Excerpted records =>
+ + + + +

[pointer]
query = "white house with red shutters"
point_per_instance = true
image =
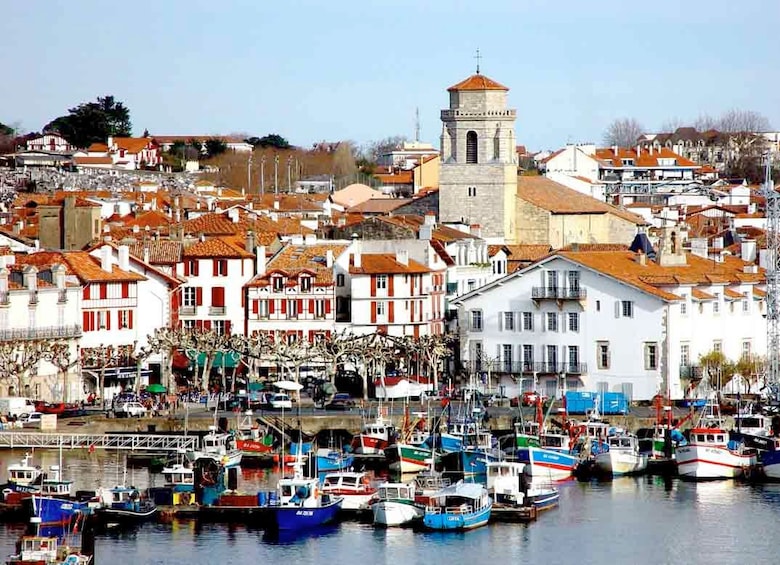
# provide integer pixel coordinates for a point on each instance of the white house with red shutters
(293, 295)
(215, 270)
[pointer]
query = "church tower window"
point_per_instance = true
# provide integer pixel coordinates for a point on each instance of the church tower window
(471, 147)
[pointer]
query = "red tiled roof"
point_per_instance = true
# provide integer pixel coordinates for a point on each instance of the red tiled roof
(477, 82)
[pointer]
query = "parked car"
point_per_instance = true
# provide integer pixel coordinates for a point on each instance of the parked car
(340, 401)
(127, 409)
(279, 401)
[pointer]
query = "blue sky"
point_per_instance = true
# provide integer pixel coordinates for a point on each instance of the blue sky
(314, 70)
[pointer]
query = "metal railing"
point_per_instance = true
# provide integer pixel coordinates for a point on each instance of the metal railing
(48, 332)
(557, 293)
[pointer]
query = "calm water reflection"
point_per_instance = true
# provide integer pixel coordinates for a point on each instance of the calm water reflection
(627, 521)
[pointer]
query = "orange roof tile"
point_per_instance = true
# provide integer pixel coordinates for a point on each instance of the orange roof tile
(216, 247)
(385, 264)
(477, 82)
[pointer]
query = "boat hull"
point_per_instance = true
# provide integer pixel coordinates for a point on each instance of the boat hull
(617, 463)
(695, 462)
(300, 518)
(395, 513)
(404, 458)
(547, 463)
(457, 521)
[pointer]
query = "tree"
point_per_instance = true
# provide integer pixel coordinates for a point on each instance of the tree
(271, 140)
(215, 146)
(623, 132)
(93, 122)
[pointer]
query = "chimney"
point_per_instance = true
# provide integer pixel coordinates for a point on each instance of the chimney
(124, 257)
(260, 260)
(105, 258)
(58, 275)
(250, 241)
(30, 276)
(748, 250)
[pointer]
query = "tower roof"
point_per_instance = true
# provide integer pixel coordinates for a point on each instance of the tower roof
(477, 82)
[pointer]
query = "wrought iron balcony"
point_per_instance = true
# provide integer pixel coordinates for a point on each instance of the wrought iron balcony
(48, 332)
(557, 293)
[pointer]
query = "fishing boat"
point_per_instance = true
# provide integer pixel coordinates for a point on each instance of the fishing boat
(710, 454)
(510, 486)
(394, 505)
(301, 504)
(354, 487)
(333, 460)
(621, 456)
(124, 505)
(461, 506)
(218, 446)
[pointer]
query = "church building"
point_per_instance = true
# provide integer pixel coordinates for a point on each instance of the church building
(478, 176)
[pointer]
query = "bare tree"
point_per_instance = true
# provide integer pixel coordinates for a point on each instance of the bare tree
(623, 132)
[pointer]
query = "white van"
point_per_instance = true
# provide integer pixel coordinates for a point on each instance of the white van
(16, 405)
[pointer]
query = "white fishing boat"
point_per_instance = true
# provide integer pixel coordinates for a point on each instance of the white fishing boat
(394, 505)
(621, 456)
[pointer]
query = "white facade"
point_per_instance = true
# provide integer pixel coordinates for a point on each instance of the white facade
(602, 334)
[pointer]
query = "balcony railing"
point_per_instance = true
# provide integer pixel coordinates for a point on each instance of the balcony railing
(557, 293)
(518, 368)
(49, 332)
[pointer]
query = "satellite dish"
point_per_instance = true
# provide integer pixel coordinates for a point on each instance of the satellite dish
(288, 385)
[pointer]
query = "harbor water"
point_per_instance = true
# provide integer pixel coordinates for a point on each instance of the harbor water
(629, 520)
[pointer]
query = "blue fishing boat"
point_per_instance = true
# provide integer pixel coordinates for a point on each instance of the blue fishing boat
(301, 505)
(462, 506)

+ + + + +

Transcribe the lines above exactly, setting aside any picture among them.

[pointer]
query = "white house with red shutters"
point_per_instance = true
image =
# provide integer pixel coordinates for a point on each instance of the white house with red shutters
(293, 295)
(215, 270)
[pointer]
query = "church tower window"
point_per_instance = true
# provide integer pixel coordinates for a point on each instance of the church tower window
(471, 147)
[pointer]
query = "red tiled roof"
point_per_instance = true
# provide integer pixel coordinates for a point on each instance of the red tiled roof
(477, 82)
[pointer]
query = "parked car"
point_per_instance = true
# provide integer pixel coordinates for a point on each instance of the parked car
(340, 401)
(127, 409)
(279, 401)
[pointer]
query = "blue sky"
point_per_instance = true
# provide integer pixel coordinates for a point on each instance of the blue sky
(314, 70)
[pointer]
query = "metal railing"
point_per_instance = true
# provide integer pixel coordinates for a point on each instance of the metal railing
(48, 332)
(557, 293)
[pointer]
query = "calm water reflection"
point_per_instance = true
# provide integer pixel coordinates for a point on each instance of the calm water reflection
(627, 521)
[pointer]
query = "orange roof tile"
point_per_instance = true
# provide integer pixel coordinates for a point on each instance of the orange roof tile
(216, 247)
(385, 264)
(477, 82)
[pointer]
query = "boat hull"
point_per_instance = true
# provide integer pixel coordinates for a point on each instance of the boat hull
(617, 463)
(695, 462)
(300, 518)
(395, 513)
(404, 458)
(547, 463)
(457, 521)
[pointer]
query = "tree"
point_per_instance = true
# provide integer pixel coordinates for a point on each instance of the tree
(271, 140)
(215, 146)
(623, 132)
(93, 122)
[pointer]
query = "chimney"
point_per_instance = true
# provide integer pixel coordinates for a point on each instance of the chimney
(124, 257)
(260, 260)
(105, 258)
(58, 275)
(250, 241)
(30, 276)
(748, 250)
[pointer]
query = "tower roof"
point_per_instance = true
# provide integer pixel coordinates for a point on each instance of the tower roof
(477, 82)
[pointer]
query = "wrought iron balcony"
point_per_instance = true
# provide integer pixel coordinates for a point on each instance of the wrought iron balcony
(48, 332)
(557, 293)
[pointer]
query = "fishing boat"
point_per_instance = true
# provide integer pixel coordinates for a point on each instance of the fishing boat
(710, 454)
(510, 486)
(394, 505)
(301, 504)
(354, 487)
(333, 460)
(621, 456)
(124, 505)
(461, 506)
(218, 446)
[pointer]
query = "church building"
point_per_instance = true
# provide integer pixel coordinates for a point on each instance of the church building
(478, 176)
[pointer]
query = "bare tree"
point_per_instance = true
# provide integer pixel coordinates for a point on each instance of the bare tree
(623, 132)
[pointer]
query = "white van"
point_per_instance = true
# provide integer pixel coordinates for a point on each instance of the white van
(16, 405)
[pointer]
query = "white fishing boat"
point_per_instance = true
# provide integer pixel coordinates for a point on each instance of the white fishing boat
(394, 505)
(621, 456)
[pointer]
query = "white facade"
point_per_instance = true
# provide integer pixel coordinates for a point on each instance of the white facade
(602, 334)
[pointer]
query = "balcony railing"
point_per_instance = true
# provide integer pixel coordinates for a point on each instance of the balcony railing
(557, 293)
(518, 368)
(49, 332)
[pointer]
query = "satellite dish"
point_per_instance = true
# provide integer pixel coordinates for a point on each instance of the satellite dish
(288, 385)
[pointer]
query = "harbor water"
point_per_instance = true
# provide integer pixel coordinates for a point on each instance of the harbor water
(629, 520)
[pointer]
query = "blue fishing boat"
point_per_instance = true
# provide integer pixel coordinates for a point on each instance of the blue fishing boat
(301, 505)
(462, 506)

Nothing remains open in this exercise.